* OBJECTIF DE L'EXERCICE *
Recopiez sans rien changer le passage du compte rendu ci-dessous qui s'ouvre sur les mots « 2Depuis quelques décennies, les » et s'achève sur « les contourner varient. ».

* EXTRAIT À LIRE *
━━━━━━━━━━
Anne Glaudel et Sébastien Charbonnier (dir.), Didactique et éducation à, revue Recherches en didactiques. Les Cahiers Théodile, no 30

Lille, Université de Lille, 2020, 154 p.
Ying Zhang-Colin
Référence(s) :

Anne Glaudel et Sébastien Charbonnier (dir.), Didactique et éducation à, revue Recherches en didactiques. Les Cahiers Théodile, no 30, Lille, Université de Lille, 2020, 154 p.

Texte intégral

1Le numéro 30 de la revue Recherches en didactiques, dédié à la thématique « Didactiques et éducations à », compile six contributions centrées sur la didactique des sciences en milieu scolaire. Cinq articles se focalisent sur la didactique de la géographie scolaire et explorent différentes démarches et perspectives concernant l’intégration des « éducations à » aux pratiques d’enseignement formel. Le sixième, présenté dans la section varia, analyse les approches didactiques adoptées en sciences de la vie et de la Terre (SVT) et souligne le rôle de la problématisation dans l’apprentissage scientifique. Ces travaux, issus principalement des recherches menées au sein de l’INSPÉ, cherchent avant tout à enrichir la réflexion « trans- ou inter‑disciplinaire et la construction de compétences réflexives et psychosociales » (p. 7) autour de l’interaction avec les « éducations à ». Ils incitent également à approfondir la compréhension des liens entre enseignements traditionnels et nouvelles thématiques et ainsi à faire évoluer les pratiques disciplinaires.

2Depuis quelques décennies, les « éducations à » en France ont suscité un intérêt croissant, reflétant une volonté d’aborder des problématiques sociétales cruciales telles que la santé, l’environnement, la citoyenneté, le développement durable, les médias et l’information au sein du système éducatif. Ces initiatives visent à préparer les élèves à faire face aux problèmes actuels en développant leur compréhension et leur engagement. Toutefois, leur intégration soulève des interrogations tant sur la légitimité des contenus, sur la formation des enseignants que sur la structuration disciplinaire traditionnelle. Malgré la reconnaissance de ces obstacles, les stratégies adoptées par les auteurs pour les surmonter ou les contourner varient.
━━━━━━━━━━
* MATÉRIEL FOURNI *
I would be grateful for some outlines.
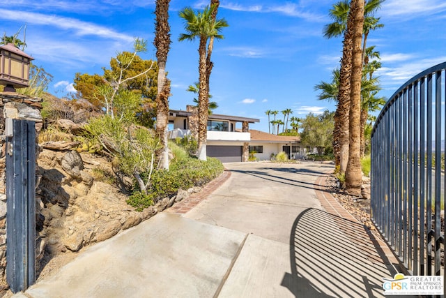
━━━━━━━━━━
* SOLUTION CI-DESSOUS *
2Depuis quelques décennies, les « éducations à » en France ont suscité un intérêt croissant, reflétant une volonté d’aborder des problématiques sociétales cruciales telles que la santé, l’environnement, la citoyenneté, le développement durable, les médias et l’information au sein du système éducatif. Ces initiatives visent à préparer les élèves à faire face aux problèmes actuels en développant leur compréhension et leur engagement. Toutefois, leur intégration soulève des interrogations tant sur la légitimité des contenus, sur la formation des enseignants que sur la structuration disciplinaire traditionnelle. Malgré la reconnaissance de ces obstacles, les stratégies adoptées par les auteurs pour les surmonter ou les contourner varient.